Tasks to perform:
a) Answer these questions about the talk text on AI in DevOps. Mark each answer (i), (ii) or (iii) to match its question.
(i) What three things does value stream mapping measure?
(ii) In the testing example, how many hours of lead time does the step show?
(iii) What name is often given to the AI work listed for the Monitor stage?
b) Pick up the talk text on AI-augmented DevOps where it stops, and write the next section.

Study text:
#####
When the CEO or CIO comes to you and says “We need AI in our development process,” the right response is not to start implementing immediately. The right response is to ask: why? In this talk at Conf42 Platform Engineering, I walk through the complete journey from identifying value stream bottlenecks to implementing AI-augmented DevOps on a real platform, including a live demo.
Start with the Value Stream, Not with AI#
When management asks for AI, the real goals behind that request are usually: faster time to market, more value for money, and higher quality. These are legitimate goals. But to achieve them, you first need to understand your value stream.
Value stream mapping is the essential starting point. Bring all the people working across a value stream into a room, lay out every step from idea to production, identify who is responsible for each step, and measure three things: lead time (total elapsed time), process time (actual value-adding work), and percentage complete and accurate (quality of output).
When you have this picture, bottlenecks become immediately visible. For example, a testing step might show 8 hours of actual work but 336 hours of lead time, and a 50% quality rate meaning half the work needs to be redone. These are the spots where improvement will have the biggest impact.
Not everything needs to be solved with AI. Sometimes it is far better to just improve the process or rethink it entirely.
Where AI Can Help Across the DevOps Lifecycle#
Once you have identified genuine bottlenecks, AI can be applied strategically across the entire DevOps lifecycle:
- Plan: Analyze historic project data, predict risks, resource needs, and delivery timelines
- Code: Generate, refactor, debug, and explain code with copilots
- Build: Auto-remediate security vulnerabilities
- Test: Impact analysis of changes and intelligent test selection
- Deploy: Predict deployment impact, monitor health, auto-trigger rollbacks
- Release: Continuous release verification and impact analysis
- Operate: Detect and fix configuration drift automatically
- Monitor: Pattern recognition, anomaly detection, event correlation, root cause analysis, and self-healing (this is often called AIOps)
#####
Record extracts:
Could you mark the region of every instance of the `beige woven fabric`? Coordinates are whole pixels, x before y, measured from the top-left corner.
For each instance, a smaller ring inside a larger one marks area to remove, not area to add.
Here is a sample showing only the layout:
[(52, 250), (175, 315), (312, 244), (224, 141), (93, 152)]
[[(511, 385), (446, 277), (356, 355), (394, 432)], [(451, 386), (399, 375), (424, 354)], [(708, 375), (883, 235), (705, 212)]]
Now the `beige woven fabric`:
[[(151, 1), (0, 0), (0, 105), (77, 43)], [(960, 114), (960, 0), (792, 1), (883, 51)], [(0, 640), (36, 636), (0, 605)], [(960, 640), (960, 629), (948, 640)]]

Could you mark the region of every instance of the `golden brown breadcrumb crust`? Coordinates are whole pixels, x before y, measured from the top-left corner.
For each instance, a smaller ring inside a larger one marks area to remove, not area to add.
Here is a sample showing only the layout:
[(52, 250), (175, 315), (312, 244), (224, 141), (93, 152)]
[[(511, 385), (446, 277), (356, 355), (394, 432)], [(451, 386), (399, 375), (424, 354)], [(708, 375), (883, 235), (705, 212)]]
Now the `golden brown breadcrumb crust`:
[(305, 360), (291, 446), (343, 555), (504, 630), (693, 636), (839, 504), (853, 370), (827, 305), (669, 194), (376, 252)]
#####
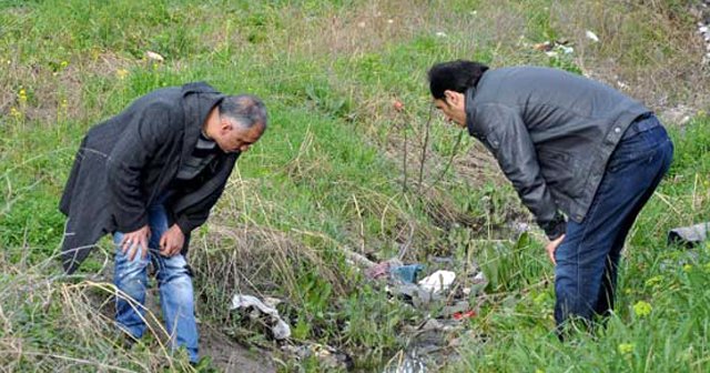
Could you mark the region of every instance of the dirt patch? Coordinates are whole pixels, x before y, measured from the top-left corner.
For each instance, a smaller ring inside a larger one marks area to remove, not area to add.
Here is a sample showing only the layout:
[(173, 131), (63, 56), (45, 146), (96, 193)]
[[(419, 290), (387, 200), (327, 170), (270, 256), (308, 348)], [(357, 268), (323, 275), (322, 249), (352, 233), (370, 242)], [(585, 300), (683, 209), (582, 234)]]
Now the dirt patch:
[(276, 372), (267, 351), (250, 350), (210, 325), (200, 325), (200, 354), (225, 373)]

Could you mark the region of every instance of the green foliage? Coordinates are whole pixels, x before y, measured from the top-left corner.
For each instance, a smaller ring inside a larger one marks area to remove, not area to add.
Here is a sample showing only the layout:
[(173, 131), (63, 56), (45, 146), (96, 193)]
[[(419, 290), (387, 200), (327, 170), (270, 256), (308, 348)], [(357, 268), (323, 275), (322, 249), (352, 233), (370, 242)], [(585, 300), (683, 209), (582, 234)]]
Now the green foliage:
#####
Results of the tasks:
a)
(i) Lead time (total elapsed time), process time (actual value-adding work), and percentage complete and accurate (quality of output).
(ii) 336 hours.
(iii) AIOps.

b)
These are powerful capabilities, but they all require the right foundation.
Platform Engineering: The Foundation for AI at Scale#
Without standardization, AI-augmented DevOps does not scale. When every team has its own local development environment and its own tool landscape, there is no consistent foundation to build on.
Platform engineering solves this. You create one platform where tools and capabilities are standardized. The target operating model has two types of teams: product teams that are smaller and focused, and a platform team that provides self-service capabilities through an internal developer platform.
The architectural principle I always emphasize is to build a floating platform. This means you plug in services and tools (GitHub, GitLab, Kubernetes, cloud providers) and provide a developer experience layer on top. You never duplicate features from the tools below. You integrate them through adapters so they can be swapped when needed. If you start hiding, abstracting, or duplicating features, your platform will sink.
AI as a Platform Capability#
In the platform architecture, AI is just another capability, but a powerful one. When you zoom into that AI capability, the layers look like this:
- Developer Portal and APIs at the top, exposing AI services to product teams
- Application Layer with chatbots, AI coding assistants, and knowledge management
- Tooling Layer with prompt engineering, RAG systems, and vector databases
- Model Layer with a model hub, enterprise-specific models, and fine-tuned configurations
- Infrastructure Layer integrating Gen AI APIs from cloud providers
Live Demo: AI in Action on a Real Platform#
During the talk, I demonstrated the platform we built together with LGT, a bank in Liechtenstein. The platform, called Zühlke Plane, is used both internally at Zühlke and by LGT with their own instance. Here are some of the AI features in production:
AI Chat: A ChatGPT-like interface deployed at Zühlke in a standardized, governed way. Employees do not need to know which LLM is running behind it, and the underlying service can be replaced transparently.
Container Image Analysis: Developers can view container image layers and click a button to get an AI analysis. The LLM is optimized for container image analysis and provides actionable insights. The feedback from developers has been extremely positive.
Log File Analysis: With all logs flowing through the platform, developers can analyze entire Kubernetes namespaces using AI. The system examines log patterns and provides structured insights, saving significant time in troubleshooting.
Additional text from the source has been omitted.